### Required task a:
Repeat all the entries below line for line, requests included, and add 27 to each coordinate in their answers.
BEGIN Page excerpt
A stock-based compensation expense (or SABE) is the dollar amount that a company records on its income statement to reflect the cost of granting equity to employees. Under ASC 718, the accounting standard that governs employee stock options and restricted stock units, companies must measure the fair value of these awards at grant date and recognise the cost as an expense over the vesting period. This transforms the value of employee equity grants from an off-balance-sheet arrangement into a measurable, recurring drag on net income.

The accounting mandate

Before 2006, U.S. companies had a choice: they could recognise stock option grants as an expense on the income statement using the fair-value method, or they could disclose the expense only in footnotes without impacting net income. Nearly all public companies chose the footnote route, making employee equity grants effectively invisible to earnings.

In 2006, the Financial Accounting Standards Board (FASB) mandated ASC 718, requiring all public companies to record stock-based compensation as an expense on the income statement. This brought discipline to equity accounting but also forced companies to confront the true cost of their compensation strategies.

The rule applies to all equity-settled awards: stock options, restricted stock units (RSUs), restricted stock, stock appreciation rights (SARs), and employee stock purchase plans (ESPPs). For any award that gives an employee a chance to own company stock as compensation, the company must measure, record, and expense it.

Grant-date fair value: the core principle

ASC 718 requires companies to measure equity awards at fair value on the grant date. This is non-negotiable. Fair value is the price at which the award would trade between a willing buyer and seller, with no compulsion.

For a restricted stock unit, fair value is straightforward: it’s the stock price on the grant date. If you grant 100 RSUs when the stock is trading at $50, the fair value is $5,000.

For a stock option, fair value is much harder to estimate. The option has no liquid market, so companies must use a valuation model. The most common model is Black-Scholes, which estimates option value based on five inputs:

  • Stock price (on grant date)
  • Strike price (exercise price)
  • Time to expiration (e.g., 10 years)
  • Volatility (historical or implied; how much the stock price swings)
  • Risk-free interest rate (Treasury yield)

A typical executive grant of 10,000 options at a $50 strike, granted when the stock is $50, with 10-year expiration, 40% volatility, and a 2% risk-free rate, might be valued at $20 per option by Black-Scholes. Total grant-date value: $200,000.
END Page excerpt
BEGIN Extracted entries
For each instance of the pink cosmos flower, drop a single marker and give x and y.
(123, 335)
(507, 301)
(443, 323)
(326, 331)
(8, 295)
END Extracted entries
### Required task b:
Extend the stock-based compensation passage above, picking up right after its final sentence.

### Task result a:
For each instance of the pink cosmos flower, drop a single marker and give x and y.
(150, 362)
(534, 328)
(470, 350)
(353, 358)
(35, 322)

### Task result b:
Volatility is the most sensitive input. Higher volatility increases option value because options benefit from large price swings. A volatile startup stock might generate a $30-per-option value; a stable blue-chip might be $12. This is why tech companies and startups (which are more volatile) have much higher option grants: the same economic value requires more options.

Expense recognition over the vesting period

Once fair value is measured, the company recognises the expense over the vesting schedule. If an employee receives a $200,000 option grant that vests evenly over four years, the company expenses $50,000 per year for four years, regardless of whether the stock price rises, falls, or crashes.

This creates an important mismatch: the expense is locked in at grant-date value, but the true economic value to the employee depends on future stock performance. If the stock doubles, the employee receives a windfall, but the company’s expense was calculated years ago and is now understated relative to true economic value. Conversely, if the stock falls 50%, the employee’s grant is worth far less than the company expensed.

Vesting schedules vary but are typically:

  • Four-year ratable vesting: 25% per year
  • Four-year with one-year cliff: 0% for year 1, then 25% at year 1, then 6.25% per quarter thereafter
  • Accelerated schedules: two-year vesting at startups or high-turnover roles

The expense is recognised as an operating cost, usually in departmental cost of revenue or in general and administrative expense, depending on the employee’s role.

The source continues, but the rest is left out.